BEGIN

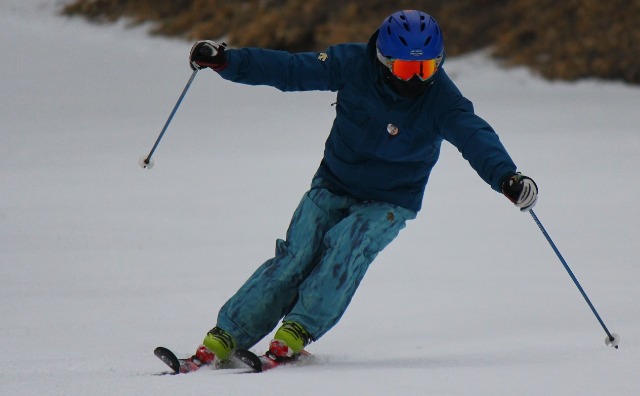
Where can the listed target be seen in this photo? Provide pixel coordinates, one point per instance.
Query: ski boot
(217, 348)
(288, 343)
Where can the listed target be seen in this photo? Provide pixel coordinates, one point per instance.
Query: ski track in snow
(101, 261)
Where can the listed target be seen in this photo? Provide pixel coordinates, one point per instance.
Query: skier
(395, 106)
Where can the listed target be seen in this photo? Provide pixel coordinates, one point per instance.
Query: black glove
(521, 190)
(207, 53)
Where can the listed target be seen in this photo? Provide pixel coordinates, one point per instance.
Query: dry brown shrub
(567, 39)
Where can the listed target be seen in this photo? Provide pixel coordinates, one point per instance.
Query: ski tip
(168, 358)
(250, 359)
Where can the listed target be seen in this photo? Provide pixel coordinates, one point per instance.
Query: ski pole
(146, 162)
(612, 339)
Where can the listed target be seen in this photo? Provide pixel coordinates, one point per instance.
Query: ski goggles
(406, 69)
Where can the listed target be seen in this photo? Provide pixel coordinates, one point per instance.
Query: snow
(101, 261)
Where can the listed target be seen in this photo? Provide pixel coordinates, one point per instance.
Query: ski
(267, 361)
(241, 358)
(188, 365)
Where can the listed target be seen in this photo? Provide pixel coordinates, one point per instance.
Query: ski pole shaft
(173, 112)
(573, 277)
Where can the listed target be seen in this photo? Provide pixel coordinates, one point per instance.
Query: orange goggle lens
(405, 70)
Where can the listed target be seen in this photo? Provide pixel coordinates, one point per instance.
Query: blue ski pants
(329, 245)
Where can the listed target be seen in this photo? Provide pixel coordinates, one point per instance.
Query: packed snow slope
(101, 261)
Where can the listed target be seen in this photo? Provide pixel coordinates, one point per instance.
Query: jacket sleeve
(305, 71)
(472, 136)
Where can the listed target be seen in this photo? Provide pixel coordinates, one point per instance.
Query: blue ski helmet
(410, 35)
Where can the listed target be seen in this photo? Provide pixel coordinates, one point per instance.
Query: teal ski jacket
(382, 146)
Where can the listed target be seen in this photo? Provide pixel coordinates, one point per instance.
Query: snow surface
(101, 261)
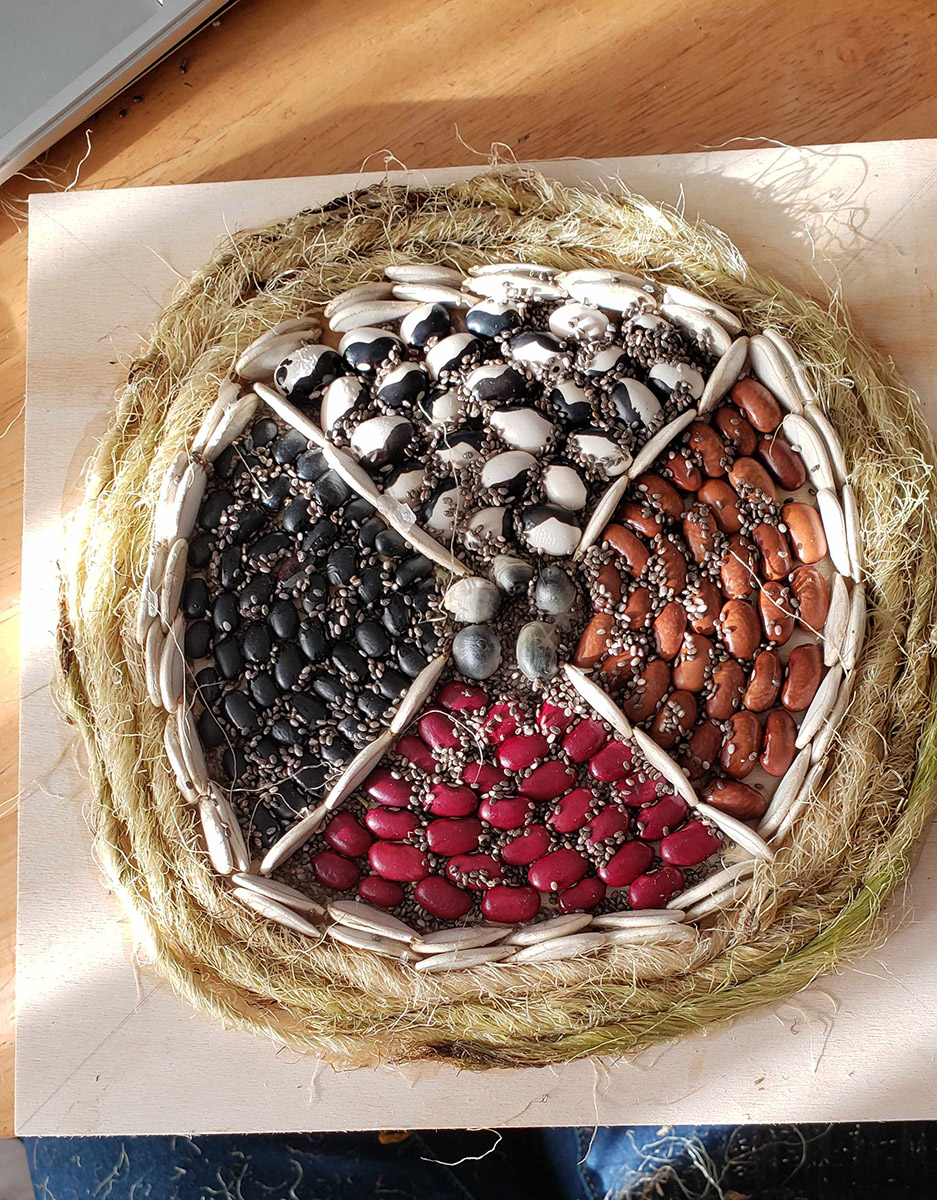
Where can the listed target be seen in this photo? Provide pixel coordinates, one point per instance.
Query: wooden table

END

> WHAT YOU SHOULD DO: Return the records word for word, leaving every picture out of the copy.

> EXERCISE OUTPUT:
Where can the listed target be seen in this photo? Provide pixel coordinates, one point per instance.
Query: ski boot
(217, 348)
(288, 343)
Where can the listed target be seen in this photo? Provide pixel coordinates, one point per instance.
Query: ski track in snow
(101, 261)
Where can the listed target be seen in this photo? Provide pixel coordinates, one point per instance.
Query: skier
(395, 106)
Where can the listed target be seen in this photo? Provide pixel coordinates, one point per instance.
Query: black glove
(521, 190)
(207, 53)
Where can the listed target be seen in this photo? Provide pixel coordinates, one point per instance.
Query: dry brown shrub
(567, 39)
Where can the listed target be seen in this photo? Provide pixel coordinates, one point per instance.
Query: ski tip
(168, 358)
(250, 359)
Where can the listed target be seen in this photo? Provide pixel coordinates, one point per instance.
Query: ski pole
(146, 162)
(612, 339)
Where can the listed target be seen in this photo? Provide pixel coordinates, one point per instance.
Query: ski goggles
(406, 69)
Where can the listed target be seen in this photo? Provide pixel coordinates, one point per instance.
Query: snow
(101, 261)
Where can the listed target be seen in this photo? Provide pixel coordinates, one point per instance.
Query: ski
(267, 361)
(241, 358)
(188, 365)
Where can the listed target be seen in this photo? Provide pixel coordinates, one point per instance.
Query: ski pole shaft
(173, 112)
(573, 277)
Where can the listed target be seen in this photo? Provide pixel coordinates, one point per instance.
Query: orange goggle lens
(405, 70)
Where can the listed target be seen in this photo? Provide pixel coordinates, one point per instance.
Query: blue ski pants
(329, 245)
Where can the listed target be seen in this photo? Provide pixel coordinates, one point per instance.
Query: packed snow slope
(101, 261)
Where can the listed target be seen in this photo? Provide pixel coordinates, one point per instance.
Query: jacket sleeve
(305, 71)
(472, 136)
Where can the listed target be seen in this photo? Provide pixel coordinates, one point per instance.
Query: blue ski helmet
(410, 35)
Where can the listed target be seen in this photo? Provide pixel coordinates, one point per instance.
Query: teal ski jacket
(382, 146)
Where can the listed target be seen in this photo? Provide pixel coordinates, one point per instance.
Query: snow surface
(101, 261)
Where can the listed target be seen in this photo? Provide pixel coordinates, one point per instance.
Query: wooden table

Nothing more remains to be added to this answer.